Material for this exercise
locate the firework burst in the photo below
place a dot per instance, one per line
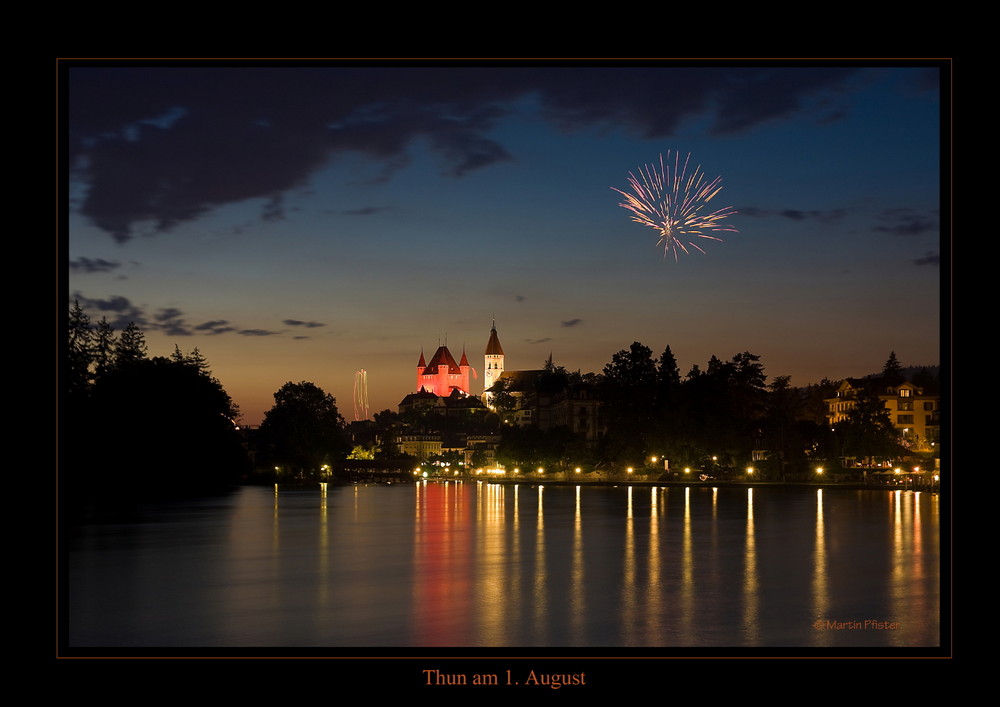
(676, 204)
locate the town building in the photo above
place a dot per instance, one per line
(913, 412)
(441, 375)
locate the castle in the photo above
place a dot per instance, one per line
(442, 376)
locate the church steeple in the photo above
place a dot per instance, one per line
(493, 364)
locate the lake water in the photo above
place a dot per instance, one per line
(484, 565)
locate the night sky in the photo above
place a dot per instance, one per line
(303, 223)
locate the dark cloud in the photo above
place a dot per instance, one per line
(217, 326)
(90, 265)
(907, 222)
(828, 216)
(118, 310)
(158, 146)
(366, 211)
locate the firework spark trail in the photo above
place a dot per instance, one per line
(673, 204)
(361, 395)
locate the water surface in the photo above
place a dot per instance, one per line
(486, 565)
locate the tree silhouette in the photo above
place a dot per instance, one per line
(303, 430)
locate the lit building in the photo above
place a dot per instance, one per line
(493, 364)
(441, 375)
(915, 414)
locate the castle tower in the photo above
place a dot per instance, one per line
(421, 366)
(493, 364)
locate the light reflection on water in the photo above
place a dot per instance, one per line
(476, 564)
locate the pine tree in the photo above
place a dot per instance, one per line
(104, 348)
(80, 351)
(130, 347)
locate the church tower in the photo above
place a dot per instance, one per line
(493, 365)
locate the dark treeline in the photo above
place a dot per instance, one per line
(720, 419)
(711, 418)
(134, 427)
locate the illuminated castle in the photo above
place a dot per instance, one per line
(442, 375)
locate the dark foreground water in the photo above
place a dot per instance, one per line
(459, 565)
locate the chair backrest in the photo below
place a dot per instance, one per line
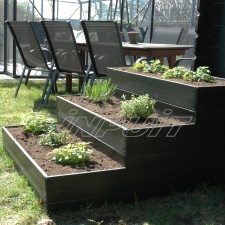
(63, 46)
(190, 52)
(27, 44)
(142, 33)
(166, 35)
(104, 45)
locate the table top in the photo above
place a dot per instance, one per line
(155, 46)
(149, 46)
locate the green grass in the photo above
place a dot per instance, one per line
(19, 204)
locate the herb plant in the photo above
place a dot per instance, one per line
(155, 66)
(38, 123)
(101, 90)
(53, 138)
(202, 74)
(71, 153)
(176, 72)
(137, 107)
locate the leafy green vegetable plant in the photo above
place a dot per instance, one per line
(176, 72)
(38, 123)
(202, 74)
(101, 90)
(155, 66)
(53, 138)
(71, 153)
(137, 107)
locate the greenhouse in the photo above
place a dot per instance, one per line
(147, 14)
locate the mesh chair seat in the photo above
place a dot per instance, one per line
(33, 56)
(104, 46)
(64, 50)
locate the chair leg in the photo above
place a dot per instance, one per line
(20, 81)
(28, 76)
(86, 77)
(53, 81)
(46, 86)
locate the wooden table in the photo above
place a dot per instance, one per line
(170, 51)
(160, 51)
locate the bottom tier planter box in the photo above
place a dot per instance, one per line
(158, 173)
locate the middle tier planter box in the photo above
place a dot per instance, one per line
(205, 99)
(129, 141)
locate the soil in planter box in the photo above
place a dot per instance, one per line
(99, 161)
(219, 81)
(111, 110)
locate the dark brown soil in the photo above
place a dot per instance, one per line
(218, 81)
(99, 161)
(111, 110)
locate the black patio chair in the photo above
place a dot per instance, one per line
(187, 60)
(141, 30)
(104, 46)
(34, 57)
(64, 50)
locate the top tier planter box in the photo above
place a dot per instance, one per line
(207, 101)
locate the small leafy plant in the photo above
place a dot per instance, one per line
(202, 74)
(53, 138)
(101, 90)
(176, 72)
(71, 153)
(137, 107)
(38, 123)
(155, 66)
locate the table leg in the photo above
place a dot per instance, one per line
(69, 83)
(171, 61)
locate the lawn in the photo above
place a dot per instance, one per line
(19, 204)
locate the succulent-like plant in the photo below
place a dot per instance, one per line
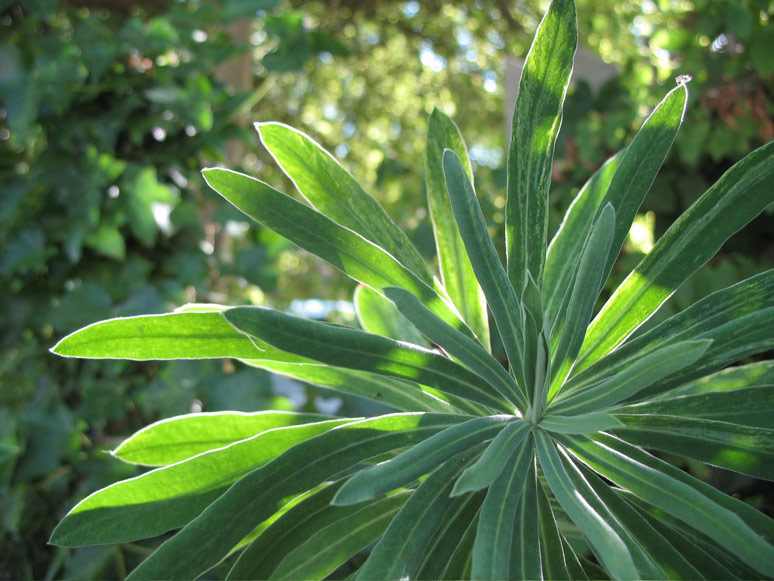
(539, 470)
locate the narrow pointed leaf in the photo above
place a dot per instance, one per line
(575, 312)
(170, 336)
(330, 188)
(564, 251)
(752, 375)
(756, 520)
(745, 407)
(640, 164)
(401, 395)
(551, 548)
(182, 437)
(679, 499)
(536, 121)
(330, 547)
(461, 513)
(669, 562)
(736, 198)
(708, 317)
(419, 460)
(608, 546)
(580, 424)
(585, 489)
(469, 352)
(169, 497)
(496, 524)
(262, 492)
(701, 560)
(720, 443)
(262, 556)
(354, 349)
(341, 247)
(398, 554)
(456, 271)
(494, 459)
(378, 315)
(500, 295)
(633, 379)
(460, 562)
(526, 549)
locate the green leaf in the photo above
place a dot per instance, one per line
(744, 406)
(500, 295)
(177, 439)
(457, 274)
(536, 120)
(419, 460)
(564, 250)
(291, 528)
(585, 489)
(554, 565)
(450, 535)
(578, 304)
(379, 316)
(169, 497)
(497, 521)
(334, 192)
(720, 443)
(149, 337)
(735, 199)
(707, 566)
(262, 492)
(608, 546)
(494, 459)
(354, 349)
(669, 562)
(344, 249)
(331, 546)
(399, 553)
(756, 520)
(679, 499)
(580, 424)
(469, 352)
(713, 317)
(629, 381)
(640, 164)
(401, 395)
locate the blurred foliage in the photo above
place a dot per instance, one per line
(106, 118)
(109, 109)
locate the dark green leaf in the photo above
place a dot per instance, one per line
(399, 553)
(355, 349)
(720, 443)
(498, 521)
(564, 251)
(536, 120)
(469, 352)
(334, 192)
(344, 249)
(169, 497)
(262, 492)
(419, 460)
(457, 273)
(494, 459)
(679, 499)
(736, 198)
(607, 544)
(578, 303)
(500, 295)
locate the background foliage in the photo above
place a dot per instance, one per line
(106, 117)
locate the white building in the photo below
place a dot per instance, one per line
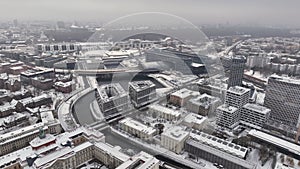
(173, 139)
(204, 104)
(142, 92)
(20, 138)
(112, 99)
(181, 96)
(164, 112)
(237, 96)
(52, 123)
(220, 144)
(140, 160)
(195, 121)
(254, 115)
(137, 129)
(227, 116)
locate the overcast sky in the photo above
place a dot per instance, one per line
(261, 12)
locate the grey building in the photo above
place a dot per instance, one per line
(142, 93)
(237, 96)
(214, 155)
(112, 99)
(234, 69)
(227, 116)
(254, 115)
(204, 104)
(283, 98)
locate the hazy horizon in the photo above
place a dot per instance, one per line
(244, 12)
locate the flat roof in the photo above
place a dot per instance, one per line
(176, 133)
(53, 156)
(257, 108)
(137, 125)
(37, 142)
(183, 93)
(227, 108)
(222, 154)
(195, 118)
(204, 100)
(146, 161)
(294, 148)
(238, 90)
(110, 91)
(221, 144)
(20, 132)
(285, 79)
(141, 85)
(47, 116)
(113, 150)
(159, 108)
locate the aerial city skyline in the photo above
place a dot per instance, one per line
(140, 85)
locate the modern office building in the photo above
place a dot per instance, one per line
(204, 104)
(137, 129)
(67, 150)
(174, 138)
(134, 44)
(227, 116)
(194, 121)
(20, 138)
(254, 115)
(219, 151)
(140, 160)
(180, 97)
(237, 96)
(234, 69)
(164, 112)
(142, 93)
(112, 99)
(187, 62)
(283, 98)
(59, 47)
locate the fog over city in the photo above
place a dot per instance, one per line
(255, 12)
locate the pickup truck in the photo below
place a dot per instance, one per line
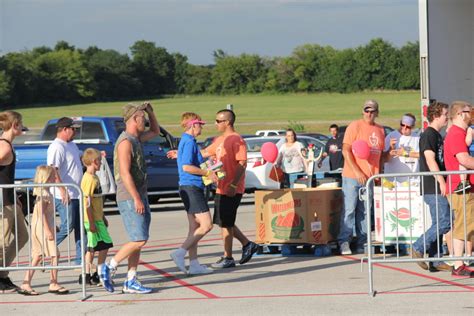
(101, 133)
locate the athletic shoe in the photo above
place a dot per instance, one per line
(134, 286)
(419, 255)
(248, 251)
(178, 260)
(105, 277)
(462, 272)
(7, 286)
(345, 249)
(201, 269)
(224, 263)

What is required
Determine the number of lines in the records that include the string "dark", and respond with that number only.

The answer
5